### [Goal 1]
Name every county that, according to the biography of Cadwallader David Colden below, made up the First District of New York while he was Assistant Attorney General.
### [Goal 2]
Continue the biography of Cadwallader David Colden below, starting after its final sentence.

### [Page]
┄┄┄┄┄┄

Cadwallader David Colden (April 4, 1769 – February 7, 1834) was an American lawyer and politician who served as the 55th Mayor of New York City and as a U.S. Representative from New York. A grandson of colonial Lieutenant Governor Cadwallader Colden, he was born into a prominent New York family and came of age during the formative years of the new republic. Details of his earliest youth are sparse, but his family background and subsequent professional path indicate a classical education and legal training consistent with the expectations for men of his social standing in late eighteenth-century New York.

Colden studied law and was admitted to the bar, beginning his legal practice in New York City. In 1793 he moved to Poughkeepsie, New York, where he continued to build his legal career. He returned to New York City in 1796 and quickly assumed positions of public responsibility within the state’s legal system. From 1798 to 1801 he served as Assistant Attorney General for the First District of New York, a jurisdiction that then comprised Suffolk, Queens, Kings, Richmond, and Westchester counties. His reputation as an able lawyer grew, and from 1810 to 1811 he was District Attorney of the First District, which by that time included the same counties together with New York County. During his years in practice he argued for the defendant in the seminal property law case Pierson v. Post, a decision that became a foundational teaching case in American jurisprudence on the acquisition of property rights.

Beyond his formal legal duties, Colden was active in civic and fraternal life. He was a committed Freemason and served as Senior Grand Warden of the Grand Lodge of New York from 1801 to 1805 and again from 1810 to 1819, reflecting his prominence within the organization. During the War of 1812 he became a colonel of volunteers, contributing to the defense efforts of the young nation. Although he had been a slaveholder, in 1815 he assumed the presidency of the New York Manumission Society, founded in 1785 to promote the abolition of slavery in the state. In that role he oversaw the rebuilding of the Society’s African Free School in New York City and worked alongside figures such as Peter A. Jay, William Jay, and Governor Daniel D. Tompkins. Later historians credited the energetic efforts of Colden and his associates with influencing the New York legislature’s decision to set July 4, 1827, as the date for the final abolition of slavery in the state.

┄┄┄┄┄┄

### [Data section]
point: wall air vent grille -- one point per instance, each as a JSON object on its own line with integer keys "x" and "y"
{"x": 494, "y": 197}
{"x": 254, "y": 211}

┄┄┄┄┄┄

### [Exercise output 1]
Suffolk, Queens, Kings, Richmond, Westchester

### [Exercise output 2]
Colden’s political career developed in tandem with his legal and reform activities. As a member of the Federalist Party representing New York, he contributed to the legislative process during one term in the United States Congress. Before entering national office, he served in the New York State Assembly in 1818, participating in state-level lawmaking at a time of rapid growth and political realignment. That same year he was appointed the 55th Mayor of New York City by Governor DeWitt Clinton, holding the mayoralty from 1818 to 1821. His tenure as mayor coincided with a period of expanding commerce and urban development in New York, and he played a role in administering the city as it emerged as a leading American port.

Colden advanced to national office when he successfully contested the election of Peter Sharpe to the Seventeenth United States Congress. He took his seat as a U.S. Representative from New York on December 12, 1821, and served until March 3, 1823. Serving as a Federalist during a significant period in American history, he participated in the democratic process and represented the interests of his constituents in the House of Representatives at a time when the Federalist Party was in decline and new political alignments were forming. After his term in Congress, he returned to state politics and was elected to the New York State Senate from the First District, serving from 1825 until his resignation in 1827.

Following his resignation from the State Senate, Colden moved across the Hudson River to Jersey City, New Jersey. There he devoted much of his time to the completion of the Morris Canal, a major internal improvement project intended to link the coal fields of Pennsylvania with markets in New Jersey and New York Harbor. His work on the canal reflected his broader interest in infrastructure and economic development, which had been a recurring theme in his public life.

Colden’s family life connected him to other prominent New York and national figures. Among his children was David Cadwallader Colden (1797–1850), who married Francis Wilkes (1796–1877), the daughter of banker Charles Wilkes and a cousin of Rear Admiral Charles Wilkes of the United States Navy. These family ties reinforced the Colden family’s position within the social and commercial elite of the region. Cadwallader David Colden died on February 7, 1834, leaving a legacy as a lawyer, municipal leader, state legislator, congressman, and reformer engaged with many of the central legal and political issues of his era.